# What is expected:
Render the rows below as a Markdown table with two columns, Number and Line. Give each line its own number in order and leave out any blank lines.

--- The input ---

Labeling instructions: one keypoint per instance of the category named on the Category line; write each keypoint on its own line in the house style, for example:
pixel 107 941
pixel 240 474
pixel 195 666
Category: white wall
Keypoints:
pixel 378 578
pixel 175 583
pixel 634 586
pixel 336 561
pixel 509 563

---

# Reply to the exercise:
| Number | Line |
|---|---|
| 1 | Labeling instructions: one keypoint per instance of the category named on the Category line; write each keypoint on its own line in the house style, for example: |
| 2 | pixel 107 941 |
| 3 | pixel 240 474 |
| 4 | pixel 195 666 |
| 5 | Category: white wall |
| 6 | Keypoints: |
| 7 | pixel 378 578 |
| 8 | pixel 175 583 |
| 9 | pixel 634 586 |
| 10 | pixel 336 561 |
| 11 | pixel 509 563 |